Instruction |
Your task is to repeat the records exactly from the line containing "Mark one point on every instance of the bench seat" onward, through the final line.

Data rows |
** Begin **
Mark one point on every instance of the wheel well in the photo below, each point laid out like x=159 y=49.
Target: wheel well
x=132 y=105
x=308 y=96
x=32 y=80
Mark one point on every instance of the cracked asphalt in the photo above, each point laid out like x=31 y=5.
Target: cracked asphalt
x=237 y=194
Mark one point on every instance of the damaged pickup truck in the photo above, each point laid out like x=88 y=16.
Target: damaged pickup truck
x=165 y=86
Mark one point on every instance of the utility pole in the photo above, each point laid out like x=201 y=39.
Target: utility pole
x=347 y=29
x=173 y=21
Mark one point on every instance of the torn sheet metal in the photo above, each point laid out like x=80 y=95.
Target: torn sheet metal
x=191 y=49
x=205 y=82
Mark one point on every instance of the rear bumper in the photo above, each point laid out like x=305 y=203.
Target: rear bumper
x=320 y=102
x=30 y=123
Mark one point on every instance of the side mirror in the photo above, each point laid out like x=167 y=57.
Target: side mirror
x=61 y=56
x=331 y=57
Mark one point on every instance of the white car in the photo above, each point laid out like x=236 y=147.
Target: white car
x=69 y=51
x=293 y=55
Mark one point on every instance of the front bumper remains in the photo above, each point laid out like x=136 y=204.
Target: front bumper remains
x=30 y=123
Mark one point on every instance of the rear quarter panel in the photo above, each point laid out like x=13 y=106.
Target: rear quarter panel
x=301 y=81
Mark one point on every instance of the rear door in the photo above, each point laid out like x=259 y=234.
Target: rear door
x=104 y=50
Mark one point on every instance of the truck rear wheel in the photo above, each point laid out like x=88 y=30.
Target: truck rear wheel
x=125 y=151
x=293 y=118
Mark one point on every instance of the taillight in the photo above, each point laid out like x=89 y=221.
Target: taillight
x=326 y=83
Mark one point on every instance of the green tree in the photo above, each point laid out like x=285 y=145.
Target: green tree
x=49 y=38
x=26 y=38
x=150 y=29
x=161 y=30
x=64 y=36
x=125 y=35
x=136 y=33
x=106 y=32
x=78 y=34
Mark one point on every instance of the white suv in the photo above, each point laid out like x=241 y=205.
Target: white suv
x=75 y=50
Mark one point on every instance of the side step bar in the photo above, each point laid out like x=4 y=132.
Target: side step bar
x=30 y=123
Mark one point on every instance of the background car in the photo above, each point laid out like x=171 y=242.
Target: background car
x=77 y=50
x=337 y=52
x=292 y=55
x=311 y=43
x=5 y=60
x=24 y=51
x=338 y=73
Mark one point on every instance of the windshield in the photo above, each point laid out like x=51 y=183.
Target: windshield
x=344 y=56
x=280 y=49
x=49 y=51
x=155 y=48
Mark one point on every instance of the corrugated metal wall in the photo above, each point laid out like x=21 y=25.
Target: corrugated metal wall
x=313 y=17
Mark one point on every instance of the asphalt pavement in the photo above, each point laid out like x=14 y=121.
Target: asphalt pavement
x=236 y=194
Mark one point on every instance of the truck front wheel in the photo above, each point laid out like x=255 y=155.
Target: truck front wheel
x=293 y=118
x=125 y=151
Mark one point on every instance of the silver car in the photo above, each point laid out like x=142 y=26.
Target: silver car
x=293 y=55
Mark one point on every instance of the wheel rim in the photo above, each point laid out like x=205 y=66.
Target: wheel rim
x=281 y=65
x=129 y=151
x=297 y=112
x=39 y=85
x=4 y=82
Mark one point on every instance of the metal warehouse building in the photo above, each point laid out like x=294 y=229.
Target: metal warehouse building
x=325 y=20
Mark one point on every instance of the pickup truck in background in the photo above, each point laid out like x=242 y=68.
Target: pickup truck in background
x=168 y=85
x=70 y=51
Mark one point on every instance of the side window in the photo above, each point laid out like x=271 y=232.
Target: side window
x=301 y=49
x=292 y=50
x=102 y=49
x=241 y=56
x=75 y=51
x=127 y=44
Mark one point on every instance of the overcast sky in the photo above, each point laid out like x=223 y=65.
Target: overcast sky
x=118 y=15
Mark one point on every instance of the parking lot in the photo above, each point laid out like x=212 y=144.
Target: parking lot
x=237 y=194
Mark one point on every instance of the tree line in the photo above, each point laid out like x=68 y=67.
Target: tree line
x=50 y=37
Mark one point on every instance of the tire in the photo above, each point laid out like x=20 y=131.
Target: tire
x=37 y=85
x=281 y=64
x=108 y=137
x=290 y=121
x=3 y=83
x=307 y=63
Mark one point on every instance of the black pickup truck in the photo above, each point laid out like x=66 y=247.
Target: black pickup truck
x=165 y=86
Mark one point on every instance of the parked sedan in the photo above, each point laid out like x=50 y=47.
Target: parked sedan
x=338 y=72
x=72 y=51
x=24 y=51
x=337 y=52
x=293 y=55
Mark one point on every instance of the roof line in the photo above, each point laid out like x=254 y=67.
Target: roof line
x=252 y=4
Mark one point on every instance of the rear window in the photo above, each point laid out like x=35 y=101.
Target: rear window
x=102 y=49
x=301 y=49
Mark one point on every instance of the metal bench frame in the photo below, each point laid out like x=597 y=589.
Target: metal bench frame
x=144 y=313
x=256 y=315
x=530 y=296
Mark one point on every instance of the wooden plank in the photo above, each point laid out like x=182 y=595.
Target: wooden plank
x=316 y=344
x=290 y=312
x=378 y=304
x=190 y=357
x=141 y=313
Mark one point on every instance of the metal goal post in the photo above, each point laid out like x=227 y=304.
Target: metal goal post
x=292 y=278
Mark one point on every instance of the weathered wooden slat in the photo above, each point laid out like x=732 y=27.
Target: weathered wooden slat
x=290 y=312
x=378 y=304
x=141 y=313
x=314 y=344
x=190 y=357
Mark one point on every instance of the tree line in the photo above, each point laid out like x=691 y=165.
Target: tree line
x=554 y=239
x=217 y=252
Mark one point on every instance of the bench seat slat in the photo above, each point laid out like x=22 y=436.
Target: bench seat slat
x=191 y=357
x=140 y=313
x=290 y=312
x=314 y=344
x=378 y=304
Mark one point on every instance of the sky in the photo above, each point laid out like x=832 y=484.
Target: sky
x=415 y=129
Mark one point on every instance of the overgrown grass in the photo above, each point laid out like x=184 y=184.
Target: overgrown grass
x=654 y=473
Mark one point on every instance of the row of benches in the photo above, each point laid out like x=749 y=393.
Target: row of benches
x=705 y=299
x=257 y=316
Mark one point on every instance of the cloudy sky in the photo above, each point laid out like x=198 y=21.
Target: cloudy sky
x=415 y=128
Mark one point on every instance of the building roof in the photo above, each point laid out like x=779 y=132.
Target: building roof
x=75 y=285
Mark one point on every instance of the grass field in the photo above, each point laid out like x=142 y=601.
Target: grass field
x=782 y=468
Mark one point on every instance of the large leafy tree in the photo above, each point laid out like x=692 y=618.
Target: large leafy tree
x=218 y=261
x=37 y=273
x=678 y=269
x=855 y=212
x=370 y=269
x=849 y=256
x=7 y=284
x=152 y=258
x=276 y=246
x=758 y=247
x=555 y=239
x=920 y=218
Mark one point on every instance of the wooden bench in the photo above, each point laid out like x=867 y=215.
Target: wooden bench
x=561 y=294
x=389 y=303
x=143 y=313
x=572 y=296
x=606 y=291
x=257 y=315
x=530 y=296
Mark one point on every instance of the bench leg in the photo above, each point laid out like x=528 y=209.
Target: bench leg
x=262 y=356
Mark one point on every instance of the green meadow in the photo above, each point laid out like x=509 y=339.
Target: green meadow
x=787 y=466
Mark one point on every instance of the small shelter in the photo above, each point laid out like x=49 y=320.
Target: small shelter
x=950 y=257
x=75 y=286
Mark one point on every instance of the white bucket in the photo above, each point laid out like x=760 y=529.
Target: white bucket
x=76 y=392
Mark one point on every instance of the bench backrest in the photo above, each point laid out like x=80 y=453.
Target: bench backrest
** End **
Task result |
Mark one point on every instance of the bench seat slat in the photo above, each point laid out like x=22 y=436.
Target: bench seat slat
x=191 y=357
x=140 y=313
x=290 y=312
x=314 y=344
x=378 y=304
Mark one point on every instance of the sky in the photo above, each point laid out like x=832 y=484.
Target: sky
x=415 y=129
Mark one point on every instance of the overgrown grass in the photo above, each point laid out like x=184 y=184.
Target: overgrown grass
x=654 y=473
Mark one point on every instance of the row of benches in the photo above, each point laid out like x=749 y=393.
Target: row of benches
x=705 y=299
x=257 y=316
Mark one point on every instance of the cloudy sky in the photo above, each point laid out like x=198 y=21.
Target: cloudy sky
x=415 y=128
Mark one point on every instance of the building roof in the photo above, each point laid out like x=779 y=132.
Target: building roof
x=75 y=285
Mark one point on every instance of the grass field in the photo above, each point laid out like x=142 y=601.
Target: grass field
x=782 y=468
Mark one point on every instance of the large leafy tree in the photo above, each point laid out like x=692 y=618.
Target: large leafy tree
x=218 y=261
x=37 y=273
x=678 y=269
x=855 y=212
x=370 y=269
x=849 y=256
x=7 y=284
x=152 y=258
x=276 y=246
x=758 y=247
x=555 y=239
x=920 y=218
Mark one point on every instance of the wooden bench in the photo above, each point laid out like x=867 y=215.
Target: wooden bench
x=561 y=294
x=389 y=303
x=143 y=313
x=572 y=296
x=606 y=291
x=257 y=315
x=530 y=296
Mark one point on every instance of the bench leg in the photo above, each point laid out like x=528 y=209.
Target: bench leg
x=262 y=356
Mark one point on every instance of the green meadow in the photo above, each point laid out like x=509 y=339.
Target: green meadow
x=787 y=466
Mark one point on every instance of the small shelter in the photo above, each point laid out like x=49 y=320.
Target: small shelter
x=950 y=257
x=75 y=286
Mark one point on every instance of the white bucket in the photo above, each point laid out like x=760 y=529.
Target: white bucket
x=76 y=392
Mark one point on every instance of the bench backrest in the photo above, each point laid out like x=80 y=453.
Target: bench backrest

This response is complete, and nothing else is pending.